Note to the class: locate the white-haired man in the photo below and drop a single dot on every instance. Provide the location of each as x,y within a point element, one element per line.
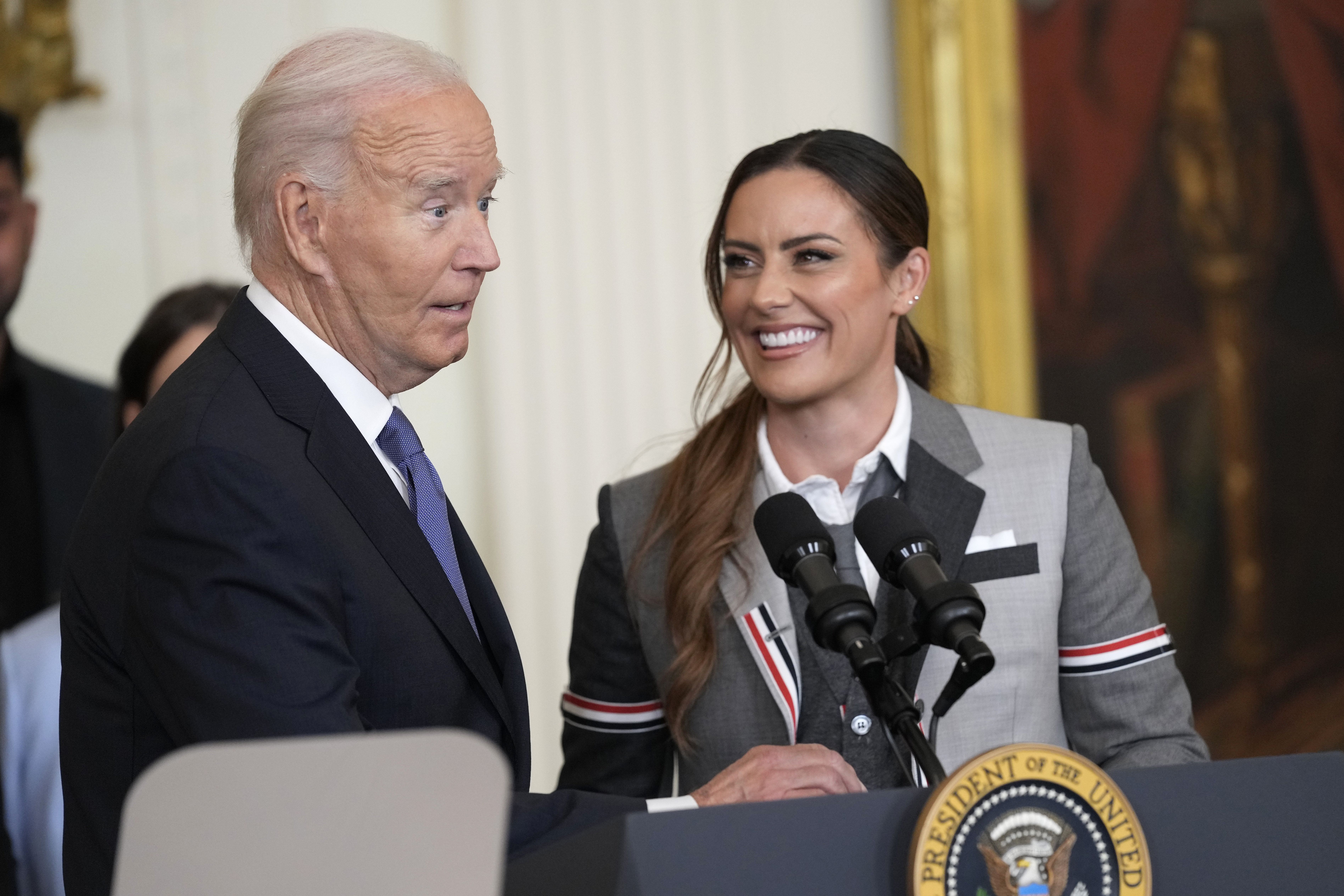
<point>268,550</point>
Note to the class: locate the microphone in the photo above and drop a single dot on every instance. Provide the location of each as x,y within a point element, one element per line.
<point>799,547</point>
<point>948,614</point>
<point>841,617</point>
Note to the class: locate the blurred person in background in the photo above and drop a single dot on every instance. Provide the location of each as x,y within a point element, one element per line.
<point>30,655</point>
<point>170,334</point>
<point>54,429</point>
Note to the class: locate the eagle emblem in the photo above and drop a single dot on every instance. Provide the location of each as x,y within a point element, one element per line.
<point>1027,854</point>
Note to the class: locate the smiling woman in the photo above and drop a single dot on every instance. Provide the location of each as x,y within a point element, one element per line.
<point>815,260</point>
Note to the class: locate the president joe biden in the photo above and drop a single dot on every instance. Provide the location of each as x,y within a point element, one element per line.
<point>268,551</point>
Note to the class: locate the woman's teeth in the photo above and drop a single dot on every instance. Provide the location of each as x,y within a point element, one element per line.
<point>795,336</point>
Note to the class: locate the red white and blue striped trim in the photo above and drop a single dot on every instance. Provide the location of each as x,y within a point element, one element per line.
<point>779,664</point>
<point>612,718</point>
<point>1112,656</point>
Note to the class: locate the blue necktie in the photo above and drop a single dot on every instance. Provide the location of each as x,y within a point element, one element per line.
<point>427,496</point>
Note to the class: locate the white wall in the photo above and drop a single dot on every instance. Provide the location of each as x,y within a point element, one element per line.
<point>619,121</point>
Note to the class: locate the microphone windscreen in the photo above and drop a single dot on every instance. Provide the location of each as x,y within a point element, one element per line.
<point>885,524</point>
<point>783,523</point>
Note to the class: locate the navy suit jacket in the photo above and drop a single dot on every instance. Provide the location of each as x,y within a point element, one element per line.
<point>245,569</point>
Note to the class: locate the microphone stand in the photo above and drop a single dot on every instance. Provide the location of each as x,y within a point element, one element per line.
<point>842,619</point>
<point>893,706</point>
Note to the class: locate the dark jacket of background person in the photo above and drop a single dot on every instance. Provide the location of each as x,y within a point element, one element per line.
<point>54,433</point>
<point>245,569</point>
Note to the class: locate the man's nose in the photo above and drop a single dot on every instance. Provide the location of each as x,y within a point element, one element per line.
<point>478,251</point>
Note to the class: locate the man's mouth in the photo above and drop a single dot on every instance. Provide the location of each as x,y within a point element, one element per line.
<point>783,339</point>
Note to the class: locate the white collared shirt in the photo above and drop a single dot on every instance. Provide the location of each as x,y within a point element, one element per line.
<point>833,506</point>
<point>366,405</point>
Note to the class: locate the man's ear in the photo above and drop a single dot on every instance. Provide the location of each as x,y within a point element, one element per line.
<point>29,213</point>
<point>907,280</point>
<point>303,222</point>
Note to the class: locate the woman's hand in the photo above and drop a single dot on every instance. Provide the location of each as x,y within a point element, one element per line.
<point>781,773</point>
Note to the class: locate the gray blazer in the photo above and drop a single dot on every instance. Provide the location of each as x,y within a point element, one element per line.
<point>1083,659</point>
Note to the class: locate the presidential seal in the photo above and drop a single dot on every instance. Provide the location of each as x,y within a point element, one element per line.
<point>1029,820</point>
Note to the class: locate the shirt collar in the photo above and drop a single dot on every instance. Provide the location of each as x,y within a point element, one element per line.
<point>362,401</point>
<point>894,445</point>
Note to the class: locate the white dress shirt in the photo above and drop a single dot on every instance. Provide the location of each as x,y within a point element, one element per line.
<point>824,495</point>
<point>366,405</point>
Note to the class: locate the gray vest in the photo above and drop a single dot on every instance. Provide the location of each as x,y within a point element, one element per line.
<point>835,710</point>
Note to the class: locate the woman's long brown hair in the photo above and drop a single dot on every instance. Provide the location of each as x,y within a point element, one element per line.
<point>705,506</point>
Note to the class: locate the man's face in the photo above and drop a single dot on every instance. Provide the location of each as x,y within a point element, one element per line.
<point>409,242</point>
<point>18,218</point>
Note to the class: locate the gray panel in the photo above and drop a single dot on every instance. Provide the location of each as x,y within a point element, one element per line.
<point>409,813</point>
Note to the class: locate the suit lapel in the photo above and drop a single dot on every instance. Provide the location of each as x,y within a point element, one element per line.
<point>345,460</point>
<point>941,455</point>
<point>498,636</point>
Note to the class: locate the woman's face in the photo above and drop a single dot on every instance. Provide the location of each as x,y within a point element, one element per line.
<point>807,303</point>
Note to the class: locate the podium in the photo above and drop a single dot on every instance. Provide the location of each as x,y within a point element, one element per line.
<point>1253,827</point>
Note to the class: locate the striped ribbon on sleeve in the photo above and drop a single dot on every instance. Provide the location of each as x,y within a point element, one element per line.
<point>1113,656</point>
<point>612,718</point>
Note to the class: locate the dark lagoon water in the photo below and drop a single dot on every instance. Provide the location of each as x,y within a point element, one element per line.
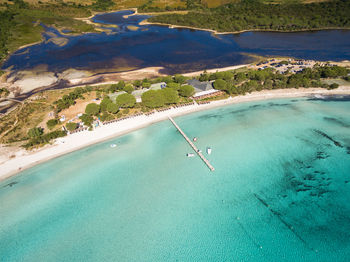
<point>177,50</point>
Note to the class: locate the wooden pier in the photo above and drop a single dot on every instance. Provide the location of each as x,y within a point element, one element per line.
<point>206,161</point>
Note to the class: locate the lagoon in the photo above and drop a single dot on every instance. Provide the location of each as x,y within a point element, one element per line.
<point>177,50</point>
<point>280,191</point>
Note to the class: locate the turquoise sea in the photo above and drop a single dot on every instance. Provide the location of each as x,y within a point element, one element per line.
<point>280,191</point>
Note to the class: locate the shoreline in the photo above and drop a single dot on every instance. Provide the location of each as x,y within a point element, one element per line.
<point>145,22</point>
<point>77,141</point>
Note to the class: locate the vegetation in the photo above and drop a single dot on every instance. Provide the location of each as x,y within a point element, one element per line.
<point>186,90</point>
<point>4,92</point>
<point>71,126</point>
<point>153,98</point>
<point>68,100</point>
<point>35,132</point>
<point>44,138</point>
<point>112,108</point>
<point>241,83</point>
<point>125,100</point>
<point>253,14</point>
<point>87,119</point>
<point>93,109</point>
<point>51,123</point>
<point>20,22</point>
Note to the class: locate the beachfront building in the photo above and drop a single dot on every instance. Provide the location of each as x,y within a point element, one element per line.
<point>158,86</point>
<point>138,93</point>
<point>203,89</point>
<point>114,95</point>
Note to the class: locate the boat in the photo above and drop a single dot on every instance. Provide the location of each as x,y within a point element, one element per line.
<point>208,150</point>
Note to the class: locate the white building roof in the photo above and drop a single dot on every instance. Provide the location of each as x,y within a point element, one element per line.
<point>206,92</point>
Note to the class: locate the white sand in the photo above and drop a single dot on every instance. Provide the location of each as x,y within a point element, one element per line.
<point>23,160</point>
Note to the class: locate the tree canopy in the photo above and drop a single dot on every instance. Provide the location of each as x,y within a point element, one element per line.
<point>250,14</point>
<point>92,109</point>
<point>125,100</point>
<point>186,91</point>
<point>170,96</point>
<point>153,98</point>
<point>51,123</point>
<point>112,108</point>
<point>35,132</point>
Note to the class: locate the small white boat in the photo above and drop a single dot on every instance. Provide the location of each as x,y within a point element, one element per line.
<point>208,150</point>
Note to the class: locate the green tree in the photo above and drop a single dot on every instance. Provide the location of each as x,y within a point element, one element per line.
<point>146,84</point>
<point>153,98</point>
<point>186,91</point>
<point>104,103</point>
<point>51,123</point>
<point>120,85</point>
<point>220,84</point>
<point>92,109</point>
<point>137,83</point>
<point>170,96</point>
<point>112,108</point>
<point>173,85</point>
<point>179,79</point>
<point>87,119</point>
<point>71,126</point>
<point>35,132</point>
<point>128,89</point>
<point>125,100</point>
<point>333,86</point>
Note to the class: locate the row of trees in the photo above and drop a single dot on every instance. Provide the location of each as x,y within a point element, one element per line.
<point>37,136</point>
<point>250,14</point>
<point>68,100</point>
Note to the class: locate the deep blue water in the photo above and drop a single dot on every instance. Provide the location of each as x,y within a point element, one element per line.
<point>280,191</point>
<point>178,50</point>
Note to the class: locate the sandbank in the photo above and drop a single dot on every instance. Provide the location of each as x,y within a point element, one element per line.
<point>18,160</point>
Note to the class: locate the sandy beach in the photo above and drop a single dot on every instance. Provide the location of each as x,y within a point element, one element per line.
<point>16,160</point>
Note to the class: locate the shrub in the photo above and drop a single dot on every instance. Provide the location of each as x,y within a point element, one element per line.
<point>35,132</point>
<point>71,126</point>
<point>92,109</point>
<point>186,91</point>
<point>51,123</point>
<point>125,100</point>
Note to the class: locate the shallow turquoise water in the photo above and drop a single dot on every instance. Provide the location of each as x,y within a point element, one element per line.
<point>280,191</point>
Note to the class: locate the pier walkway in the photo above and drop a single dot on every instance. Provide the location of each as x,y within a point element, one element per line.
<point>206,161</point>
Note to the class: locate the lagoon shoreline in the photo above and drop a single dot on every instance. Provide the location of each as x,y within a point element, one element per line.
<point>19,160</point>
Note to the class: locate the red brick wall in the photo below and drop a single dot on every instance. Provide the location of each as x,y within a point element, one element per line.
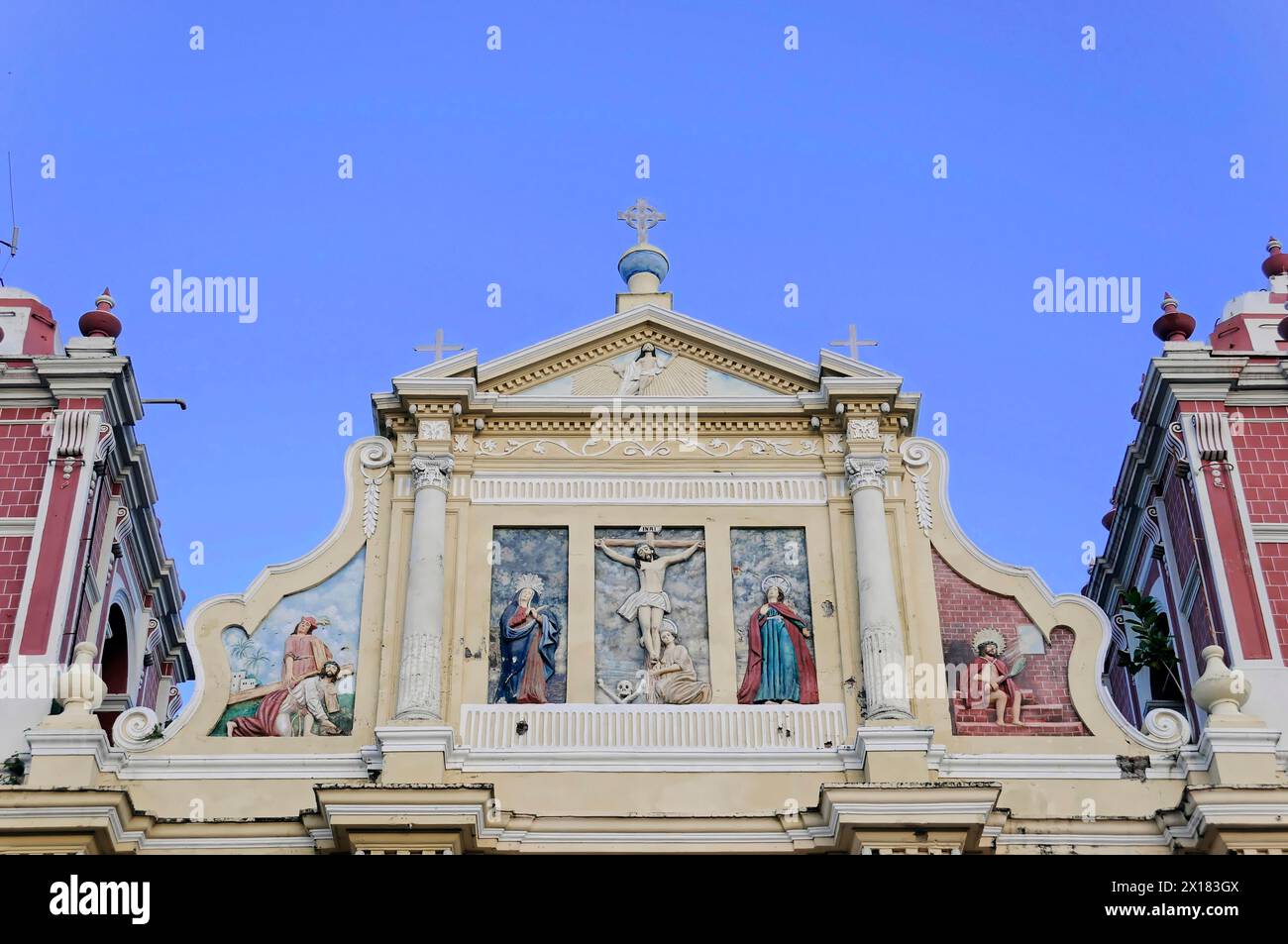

══════════

▶ [Goal] Please return, word for word, the part of the items above that opens with the line containing "Note to the class: locate the smiling" and closes with the line containing "<point>268,551</point>", including both of those lines.

▶ [Task result]
Note to the class: locate the smiling woman in the photo above and drop a single dot on every instance. Provide the location of each as x,y within a point element, one element per line.
<point>815,260</point>
Note to the class: locate the president joe biden in the photo above and drop a single dot on every instance. Provide the location of each as x,y within a point element, one element per line.
<point>268,551</point>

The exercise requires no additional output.